### Extract provided
Thursday, May 24, 2007

Indonesia: A who's who of Indonesian biofuel


By Bill Guerin

JAKARTA - Some of Indonesia's most influential and politically connected
companies have refocused their business strategies and are joining hands
with foreign investors to push forward the government's multi-billion
dollar ambition to transform the country into the world's leading
biodiesel producer.

But there are major political, financial and environmental risks to the
grand designs, which arguably are being understated and threaten to
complicate the emerging industry's outlook. The same local companies now
leading Indonesia's biofuel drive incurred and defaulted on huge foreign
debts in the wake of the 1997-98 Asian financial crisis. Few fully
repaid their debts and today they still dominate the country's logging,
wood-processing and pulp industries. Several also have highly suspect
environmental records.

### Written task A
In the article on Indonesian biofuel, which industries do the local companies leading the biofuel drive still dominate today?
### Written task B
Resume the article on Indonesia's biofuel ambitions from the point where it stops.

### Entries
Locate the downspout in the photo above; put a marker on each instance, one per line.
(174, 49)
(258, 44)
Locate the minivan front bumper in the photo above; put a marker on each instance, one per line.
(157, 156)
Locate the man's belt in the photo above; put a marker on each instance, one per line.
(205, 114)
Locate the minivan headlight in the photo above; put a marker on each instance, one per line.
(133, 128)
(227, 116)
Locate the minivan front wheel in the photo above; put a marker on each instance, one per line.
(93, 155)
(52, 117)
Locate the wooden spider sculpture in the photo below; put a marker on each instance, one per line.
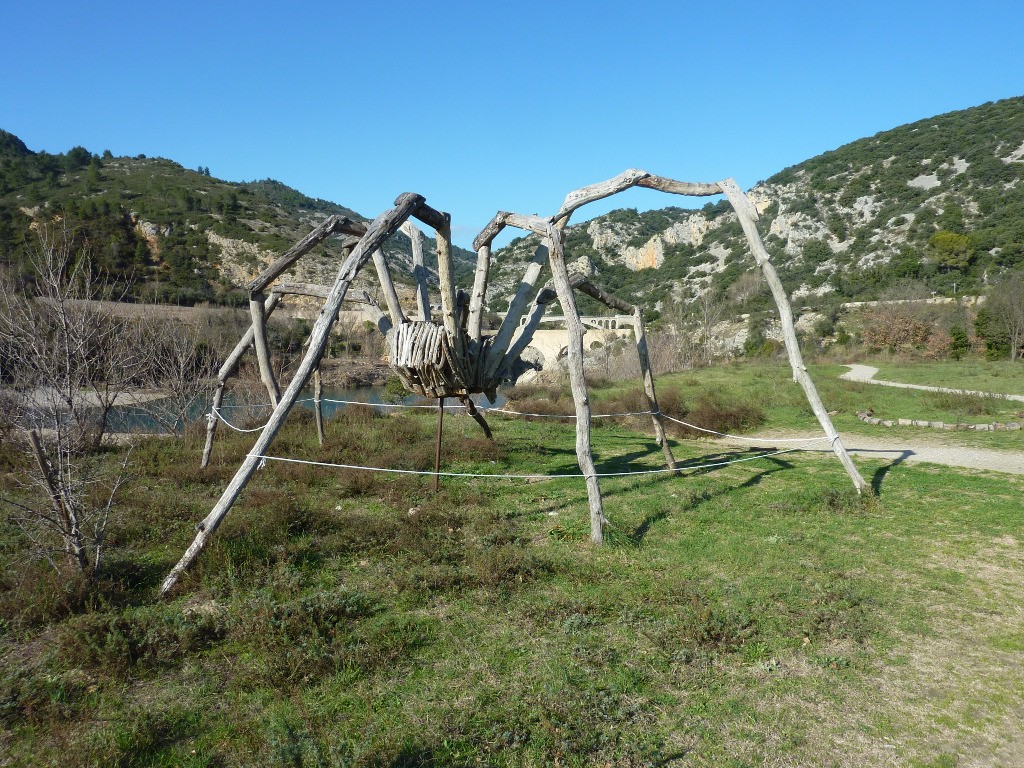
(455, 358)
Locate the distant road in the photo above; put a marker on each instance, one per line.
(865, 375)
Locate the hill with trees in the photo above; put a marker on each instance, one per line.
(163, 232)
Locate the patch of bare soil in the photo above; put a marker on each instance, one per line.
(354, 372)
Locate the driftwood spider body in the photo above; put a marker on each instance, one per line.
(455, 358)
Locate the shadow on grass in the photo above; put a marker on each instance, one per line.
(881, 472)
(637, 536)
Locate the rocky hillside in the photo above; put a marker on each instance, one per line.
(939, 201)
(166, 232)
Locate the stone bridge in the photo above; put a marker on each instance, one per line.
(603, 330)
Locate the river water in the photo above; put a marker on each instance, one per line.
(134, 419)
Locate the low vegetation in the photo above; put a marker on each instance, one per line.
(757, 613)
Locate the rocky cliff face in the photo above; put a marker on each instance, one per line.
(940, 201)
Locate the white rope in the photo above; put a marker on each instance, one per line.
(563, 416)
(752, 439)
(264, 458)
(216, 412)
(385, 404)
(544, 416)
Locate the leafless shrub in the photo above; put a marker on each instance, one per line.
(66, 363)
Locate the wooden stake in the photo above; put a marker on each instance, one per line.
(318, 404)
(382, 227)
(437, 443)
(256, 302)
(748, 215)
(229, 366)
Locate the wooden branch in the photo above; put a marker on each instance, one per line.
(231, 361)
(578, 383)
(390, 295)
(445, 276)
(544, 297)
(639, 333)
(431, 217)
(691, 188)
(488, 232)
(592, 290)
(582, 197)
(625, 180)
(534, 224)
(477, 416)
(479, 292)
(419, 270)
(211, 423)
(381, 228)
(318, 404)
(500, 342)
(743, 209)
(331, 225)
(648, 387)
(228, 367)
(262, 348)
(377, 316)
...
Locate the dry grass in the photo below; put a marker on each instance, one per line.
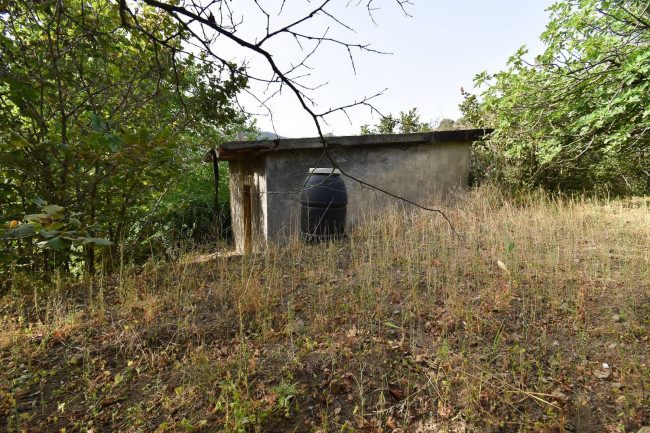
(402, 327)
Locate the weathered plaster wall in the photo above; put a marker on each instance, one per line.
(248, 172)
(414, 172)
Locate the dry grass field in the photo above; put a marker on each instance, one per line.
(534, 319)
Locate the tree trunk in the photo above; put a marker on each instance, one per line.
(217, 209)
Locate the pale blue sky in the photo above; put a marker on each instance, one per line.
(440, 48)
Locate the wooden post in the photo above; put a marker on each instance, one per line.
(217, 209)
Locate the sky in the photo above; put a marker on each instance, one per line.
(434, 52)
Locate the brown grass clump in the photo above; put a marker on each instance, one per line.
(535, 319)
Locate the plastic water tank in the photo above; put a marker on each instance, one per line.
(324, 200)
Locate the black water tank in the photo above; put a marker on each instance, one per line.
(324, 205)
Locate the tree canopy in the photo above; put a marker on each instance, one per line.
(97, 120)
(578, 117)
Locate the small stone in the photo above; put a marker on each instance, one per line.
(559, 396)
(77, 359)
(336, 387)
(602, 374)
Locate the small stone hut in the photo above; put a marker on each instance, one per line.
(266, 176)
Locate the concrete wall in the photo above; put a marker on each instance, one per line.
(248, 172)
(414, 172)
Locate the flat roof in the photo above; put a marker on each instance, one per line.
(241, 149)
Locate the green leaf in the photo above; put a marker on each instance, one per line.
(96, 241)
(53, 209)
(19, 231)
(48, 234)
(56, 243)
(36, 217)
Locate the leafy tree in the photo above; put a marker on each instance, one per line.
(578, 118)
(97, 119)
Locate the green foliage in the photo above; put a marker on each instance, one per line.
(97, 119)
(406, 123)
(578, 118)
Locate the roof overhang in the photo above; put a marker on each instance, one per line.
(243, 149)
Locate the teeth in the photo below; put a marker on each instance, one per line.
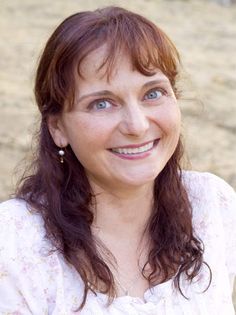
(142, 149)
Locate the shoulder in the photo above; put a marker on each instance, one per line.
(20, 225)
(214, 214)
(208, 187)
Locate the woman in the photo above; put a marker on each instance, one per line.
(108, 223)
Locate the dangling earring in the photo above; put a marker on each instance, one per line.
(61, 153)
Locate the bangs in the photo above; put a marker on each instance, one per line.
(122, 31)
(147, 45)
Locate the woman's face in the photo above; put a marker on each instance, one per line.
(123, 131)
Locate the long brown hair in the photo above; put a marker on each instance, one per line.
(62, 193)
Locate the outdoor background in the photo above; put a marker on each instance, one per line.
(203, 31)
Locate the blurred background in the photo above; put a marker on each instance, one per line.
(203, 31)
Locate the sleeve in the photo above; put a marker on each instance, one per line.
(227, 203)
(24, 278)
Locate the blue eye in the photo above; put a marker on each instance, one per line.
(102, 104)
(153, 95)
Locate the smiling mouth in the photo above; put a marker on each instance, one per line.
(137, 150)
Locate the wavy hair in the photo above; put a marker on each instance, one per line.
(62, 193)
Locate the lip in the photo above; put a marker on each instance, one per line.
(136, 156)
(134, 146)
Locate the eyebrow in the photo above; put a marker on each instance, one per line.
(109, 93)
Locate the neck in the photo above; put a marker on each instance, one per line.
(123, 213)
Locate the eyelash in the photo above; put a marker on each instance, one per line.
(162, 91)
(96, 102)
---
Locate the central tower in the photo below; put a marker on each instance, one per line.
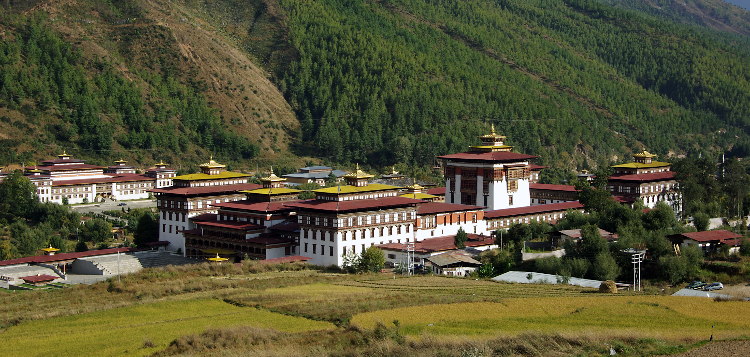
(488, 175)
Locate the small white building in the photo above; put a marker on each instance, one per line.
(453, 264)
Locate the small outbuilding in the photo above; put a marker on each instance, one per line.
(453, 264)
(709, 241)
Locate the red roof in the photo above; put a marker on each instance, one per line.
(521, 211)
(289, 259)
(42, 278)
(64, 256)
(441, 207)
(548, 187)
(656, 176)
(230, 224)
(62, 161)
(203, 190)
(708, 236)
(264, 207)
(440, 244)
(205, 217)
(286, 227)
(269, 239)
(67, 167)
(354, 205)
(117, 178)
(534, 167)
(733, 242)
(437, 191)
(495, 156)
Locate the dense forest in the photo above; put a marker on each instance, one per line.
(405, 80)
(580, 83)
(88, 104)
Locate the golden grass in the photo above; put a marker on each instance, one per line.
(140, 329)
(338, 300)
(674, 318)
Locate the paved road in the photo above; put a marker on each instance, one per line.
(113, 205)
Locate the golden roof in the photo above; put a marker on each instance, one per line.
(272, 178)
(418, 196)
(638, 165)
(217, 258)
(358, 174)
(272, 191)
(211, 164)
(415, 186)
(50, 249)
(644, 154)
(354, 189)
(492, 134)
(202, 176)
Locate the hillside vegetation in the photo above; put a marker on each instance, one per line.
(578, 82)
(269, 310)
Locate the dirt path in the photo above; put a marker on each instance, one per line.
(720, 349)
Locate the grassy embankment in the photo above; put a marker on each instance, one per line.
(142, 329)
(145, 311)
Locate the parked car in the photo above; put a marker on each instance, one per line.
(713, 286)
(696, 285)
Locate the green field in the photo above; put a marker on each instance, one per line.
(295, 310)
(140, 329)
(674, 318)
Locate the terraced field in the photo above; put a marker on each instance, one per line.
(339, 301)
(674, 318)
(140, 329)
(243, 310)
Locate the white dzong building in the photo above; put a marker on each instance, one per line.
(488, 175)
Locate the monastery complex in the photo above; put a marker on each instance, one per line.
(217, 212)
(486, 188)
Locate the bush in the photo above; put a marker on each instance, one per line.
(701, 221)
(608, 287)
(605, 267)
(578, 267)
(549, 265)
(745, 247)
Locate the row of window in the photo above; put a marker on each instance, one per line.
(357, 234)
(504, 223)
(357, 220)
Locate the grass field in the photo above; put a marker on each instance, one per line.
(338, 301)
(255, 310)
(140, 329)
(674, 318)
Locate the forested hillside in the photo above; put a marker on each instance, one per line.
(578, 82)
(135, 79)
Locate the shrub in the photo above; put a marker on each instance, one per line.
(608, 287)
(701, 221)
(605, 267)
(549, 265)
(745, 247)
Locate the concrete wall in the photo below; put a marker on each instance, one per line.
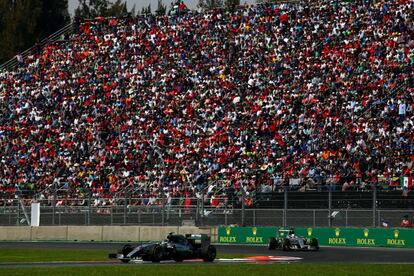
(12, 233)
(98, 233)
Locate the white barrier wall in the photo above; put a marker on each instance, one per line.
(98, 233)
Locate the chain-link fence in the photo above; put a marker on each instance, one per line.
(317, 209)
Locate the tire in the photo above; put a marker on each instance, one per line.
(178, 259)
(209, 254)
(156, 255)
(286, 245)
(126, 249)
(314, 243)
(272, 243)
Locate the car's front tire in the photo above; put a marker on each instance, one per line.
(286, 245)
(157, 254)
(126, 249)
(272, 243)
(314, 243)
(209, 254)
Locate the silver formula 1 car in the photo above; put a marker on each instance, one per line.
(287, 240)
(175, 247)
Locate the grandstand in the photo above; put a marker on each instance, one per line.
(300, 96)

### Task answer A
They still dominate Indonesia's logging, wood-processing and pulp industries.

### Task answer B
Now, they are landing big new foreign joint-venture deals to develop the
nascent biofuel sector, including major investments in palm-oil
plantation development and big new processing facilities that benefit
from government incentives and policies aimed at rapidly developing the
sector. For instance, Chinese energy giant China National Offshore Oil
Corp (CNOOC) is among 59 foreign and local energy investors who in
January signed many biofuel-related renewable energy agreements worth
US$12.2 billion.

CNOOC is China's leading energy company and leads the country's broad
strategic efforts to reduce its dependence on imported crude oil and
offset the use of coal. It has recently teamed up with local plantation
giant Sinar Mas Agro Resources and Technology (SMART) and Hong Kong
Energy in what is being billed as the world's largest biofuel project.
It has plans to bring three biodiesel plants online this year and
additional facilities in Papua and West Kalimantan provinces beginning
in 2008.

SMART is listed on the Jakarta and Surabaya stock exchanges and is a
subsidiary of the country's largest oil palm grower, Golden
Agri-Resources Ltd. It is also part of the controversial Widjaja
family's sprawling business empire, which includes Asia Pulp & Paper
(APP), part of the Sinar Mas Group and Asia Pacific Resources
International Ltd (APRIL), which in turn is controlled by Raja Garuda
Mas International (RGM).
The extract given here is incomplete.